* Dataset excerpts:

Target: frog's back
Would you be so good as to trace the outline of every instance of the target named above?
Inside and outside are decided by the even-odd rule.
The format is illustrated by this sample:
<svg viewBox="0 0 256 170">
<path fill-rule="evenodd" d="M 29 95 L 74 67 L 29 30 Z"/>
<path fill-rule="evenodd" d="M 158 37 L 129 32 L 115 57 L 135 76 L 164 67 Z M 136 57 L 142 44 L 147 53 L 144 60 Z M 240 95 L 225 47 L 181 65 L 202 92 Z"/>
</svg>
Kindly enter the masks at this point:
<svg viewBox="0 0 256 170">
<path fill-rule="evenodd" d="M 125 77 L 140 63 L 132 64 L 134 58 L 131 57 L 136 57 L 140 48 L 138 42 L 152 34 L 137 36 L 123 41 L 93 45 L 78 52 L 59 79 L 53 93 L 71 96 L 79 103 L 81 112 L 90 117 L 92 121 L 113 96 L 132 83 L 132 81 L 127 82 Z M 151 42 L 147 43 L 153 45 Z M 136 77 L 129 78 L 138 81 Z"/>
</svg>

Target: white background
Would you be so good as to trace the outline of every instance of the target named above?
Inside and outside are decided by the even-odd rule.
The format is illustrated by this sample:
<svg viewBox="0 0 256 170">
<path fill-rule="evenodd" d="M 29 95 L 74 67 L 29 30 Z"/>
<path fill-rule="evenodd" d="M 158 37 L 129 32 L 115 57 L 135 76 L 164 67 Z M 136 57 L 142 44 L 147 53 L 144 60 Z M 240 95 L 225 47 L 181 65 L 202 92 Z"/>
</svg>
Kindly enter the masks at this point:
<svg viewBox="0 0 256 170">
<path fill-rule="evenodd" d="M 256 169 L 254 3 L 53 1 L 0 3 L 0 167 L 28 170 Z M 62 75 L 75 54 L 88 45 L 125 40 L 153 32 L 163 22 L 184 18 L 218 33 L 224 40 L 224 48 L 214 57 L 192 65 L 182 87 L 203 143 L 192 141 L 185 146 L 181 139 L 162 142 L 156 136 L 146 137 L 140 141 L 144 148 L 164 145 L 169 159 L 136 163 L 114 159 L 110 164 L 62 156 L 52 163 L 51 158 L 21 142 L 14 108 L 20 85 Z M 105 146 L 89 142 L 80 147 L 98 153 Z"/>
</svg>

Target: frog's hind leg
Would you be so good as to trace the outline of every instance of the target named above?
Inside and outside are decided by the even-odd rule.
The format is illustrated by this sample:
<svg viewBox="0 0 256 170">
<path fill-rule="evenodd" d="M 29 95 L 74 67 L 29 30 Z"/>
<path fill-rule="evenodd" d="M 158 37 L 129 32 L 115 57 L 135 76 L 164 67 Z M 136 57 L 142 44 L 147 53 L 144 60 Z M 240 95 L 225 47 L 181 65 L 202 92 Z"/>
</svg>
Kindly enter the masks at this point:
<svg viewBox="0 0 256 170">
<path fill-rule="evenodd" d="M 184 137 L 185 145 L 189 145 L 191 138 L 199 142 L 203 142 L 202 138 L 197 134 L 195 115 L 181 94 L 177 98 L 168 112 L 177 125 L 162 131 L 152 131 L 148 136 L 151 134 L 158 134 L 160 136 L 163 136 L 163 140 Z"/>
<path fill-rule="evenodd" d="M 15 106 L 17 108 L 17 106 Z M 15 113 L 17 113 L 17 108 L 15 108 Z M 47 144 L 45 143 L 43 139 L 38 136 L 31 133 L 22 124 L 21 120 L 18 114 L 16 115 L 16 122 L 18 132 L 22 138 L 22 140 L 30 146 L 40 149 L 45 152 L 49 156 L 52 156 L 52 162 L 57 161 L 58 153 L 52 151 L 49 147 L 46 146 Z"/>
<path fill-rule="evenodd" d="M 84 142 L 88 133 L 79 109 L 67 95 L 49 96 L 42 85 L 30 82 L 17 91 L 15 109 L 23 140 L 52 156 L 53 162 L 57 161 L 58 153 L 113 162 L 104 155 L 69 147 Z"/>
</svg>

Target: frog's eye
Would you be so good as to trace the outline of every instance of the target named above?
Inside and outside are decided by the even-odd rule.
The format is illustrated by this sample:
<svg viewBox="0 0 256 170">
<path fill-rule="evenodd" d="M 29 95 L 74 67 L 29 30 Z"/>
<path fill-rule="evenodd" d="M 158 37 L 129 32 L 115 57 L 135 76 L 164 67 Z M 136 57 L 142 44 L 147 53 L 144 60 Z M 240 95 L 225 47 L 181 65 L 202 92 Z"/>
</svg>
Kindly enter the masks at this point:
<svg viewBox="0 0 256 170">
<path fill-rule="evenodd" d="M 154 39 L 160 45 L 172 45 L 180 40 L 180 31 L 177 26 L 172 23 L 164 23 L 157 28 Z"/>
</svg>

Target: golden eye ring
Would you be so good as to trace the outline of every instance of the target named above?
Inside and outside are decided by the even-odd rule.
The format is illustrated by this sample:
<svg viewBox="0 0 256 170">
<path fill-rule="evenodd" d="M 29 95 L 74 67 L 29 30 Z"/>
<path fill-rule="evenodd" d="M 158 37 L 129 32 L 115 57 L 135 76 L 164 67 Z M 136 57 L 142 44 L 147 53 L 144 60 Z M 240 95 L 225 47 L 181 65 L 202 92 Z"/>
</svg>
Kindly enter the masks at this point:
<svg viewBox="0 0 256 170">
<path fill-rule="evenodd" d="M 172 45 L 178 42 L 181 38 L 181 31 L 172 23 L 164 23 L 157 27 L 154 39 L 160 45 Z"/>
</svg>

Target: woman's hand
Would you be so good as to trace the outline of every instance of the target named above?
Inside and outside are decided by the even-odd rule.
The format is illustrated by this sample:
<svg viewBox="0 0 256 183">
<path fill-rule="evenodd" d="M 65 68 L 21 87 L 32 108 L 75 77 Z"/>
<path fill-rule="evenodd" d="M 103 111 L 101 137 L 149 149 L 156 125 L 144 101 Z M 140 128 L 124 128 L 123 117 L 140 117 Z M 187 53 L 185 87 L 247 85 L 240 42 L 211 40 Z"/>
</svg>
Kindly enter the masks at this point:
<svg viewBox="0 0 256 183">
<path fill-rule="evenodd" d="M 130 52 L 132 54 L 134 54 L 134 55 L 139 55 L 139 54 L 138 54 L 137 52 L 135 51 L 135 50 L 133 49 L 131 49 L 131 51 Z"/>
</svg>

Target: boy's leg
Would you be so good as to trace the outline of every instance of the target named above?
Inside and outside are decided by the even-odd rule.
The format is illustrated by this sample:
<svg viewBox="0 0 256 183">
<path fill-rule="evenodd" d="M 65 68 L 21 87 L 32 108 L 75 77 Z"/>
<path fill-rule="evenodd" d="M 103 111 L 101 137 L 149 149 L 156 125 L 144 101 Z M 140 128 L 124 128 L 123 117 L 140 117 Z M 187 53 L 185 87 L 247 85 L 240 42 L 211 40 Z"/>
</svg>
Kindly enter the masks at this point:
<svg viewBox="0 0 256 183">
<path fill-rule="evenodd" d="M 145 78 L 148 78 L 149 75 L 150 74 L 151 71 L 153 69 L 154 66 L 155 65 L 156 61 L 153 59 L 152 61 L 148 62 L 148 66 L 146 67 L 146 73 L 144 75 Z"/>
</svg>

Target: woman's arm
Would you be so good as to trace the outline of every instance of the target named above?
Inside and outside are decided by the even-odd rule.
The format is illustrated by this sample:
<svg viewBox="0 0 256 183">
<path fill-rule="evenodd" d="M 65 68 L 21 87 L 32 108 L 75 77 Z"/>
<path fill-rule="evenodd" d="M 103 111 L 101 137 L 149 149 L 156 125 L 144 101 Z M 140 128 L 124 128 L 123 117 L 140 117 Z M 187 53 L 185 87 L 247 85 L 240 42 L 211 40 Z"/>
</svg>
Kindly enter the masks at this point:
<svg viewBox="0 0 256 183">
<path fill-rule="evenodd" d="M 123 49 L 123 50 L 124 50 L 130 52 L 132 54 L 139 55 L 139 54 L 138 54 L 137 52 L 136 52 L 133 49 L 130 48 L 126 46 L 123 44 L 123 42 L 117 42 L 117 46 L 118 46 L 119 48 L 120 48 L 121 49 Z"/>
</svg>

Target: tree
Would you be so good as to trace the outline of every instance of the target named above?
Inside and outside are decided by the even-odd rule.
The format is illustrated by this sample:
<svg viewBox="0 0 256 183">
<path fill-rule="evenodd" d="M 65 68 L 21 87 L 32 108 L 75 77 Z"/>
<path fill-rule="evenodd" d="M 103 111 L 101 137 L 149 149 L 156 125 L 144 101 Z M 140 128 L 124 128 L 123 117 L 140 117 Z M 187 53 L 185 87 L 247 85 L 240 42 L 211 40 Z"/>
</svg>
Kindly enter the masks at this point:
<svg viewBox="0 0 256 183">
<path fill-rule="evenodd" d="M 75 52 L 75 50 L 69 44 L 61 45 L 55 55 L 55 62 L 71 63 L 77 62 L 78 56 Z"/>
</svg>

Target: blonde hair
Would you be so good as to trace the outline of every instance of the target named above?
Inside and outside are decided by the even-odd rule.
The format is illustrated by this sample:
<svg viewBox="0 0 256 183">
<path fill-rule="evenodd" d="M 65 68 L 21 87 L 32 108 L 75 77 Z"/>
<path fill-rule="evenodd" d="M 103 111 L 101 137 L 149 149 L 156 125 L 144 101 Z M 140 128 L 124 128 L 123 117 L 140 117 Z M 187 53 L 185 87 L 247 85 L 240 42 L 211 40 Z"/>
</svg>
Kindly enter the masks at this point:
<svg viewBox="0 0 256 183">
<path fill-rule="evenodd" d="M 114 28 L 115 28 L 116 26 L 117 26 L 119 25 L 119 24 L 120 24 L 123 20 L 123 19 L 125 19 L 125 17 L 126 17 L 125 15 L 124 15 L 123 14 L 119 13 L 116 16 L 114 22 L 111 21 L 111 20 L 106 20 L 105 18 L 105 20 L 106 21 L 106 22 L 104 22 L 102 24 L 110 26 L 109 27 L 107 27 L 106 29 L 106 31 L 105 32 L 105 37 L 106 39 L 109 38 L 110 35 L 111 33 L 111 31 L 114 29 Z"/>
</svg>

* Written problem:
Convert the lines between the one containing "Target: frog's hind leg" and the one containing "184 137 L 185", inclusive, into a JSON list of strings with one string per line, leaving out any blank lines.

* Worked answer:
[
  "Target: frog's hind leg",
  "Would you be so good as to trace the outline of every instance of the target named above?",
  "Inside and outside are decided by the even-odd rule.",
  "The format is illustrated by this sample:",
  "<svg viewBox=\"0 0 256 170\">",
  "<path fill-rule=\"evenodd\" d=\"M 29 95 L 74 67 L 29 30 Z\"/>",
  "<path fill-rule=\"evenodd\" d=\"M 158 37 L 129 32 L 115 57 L 135 76 L 164 67 Z M 136 57 L 142 44 L 147 53 L 144 60 Z M 240 95 L 225 47 L 181 65 L 202 92 Z\"/>",
  "</svg>",
  "Kindly enter the masks at this point:",
  "<svg viewBox=\"0 0 256 170\">",
  "<path fill-rule=\"evenodd\" d=\"M 184 137 L 185 145 L 189 145 L 191 138 L 199 142 L 203 142 L 202 138 L 197 134 L 195 115 L 181 94 L 177 98 L 168 112 L 177 125 L 162 131 L 152 131 L 148 136 L 151 134 L 158 134 L 160 136 L 163 136 L 163 140 Z\"/>"
]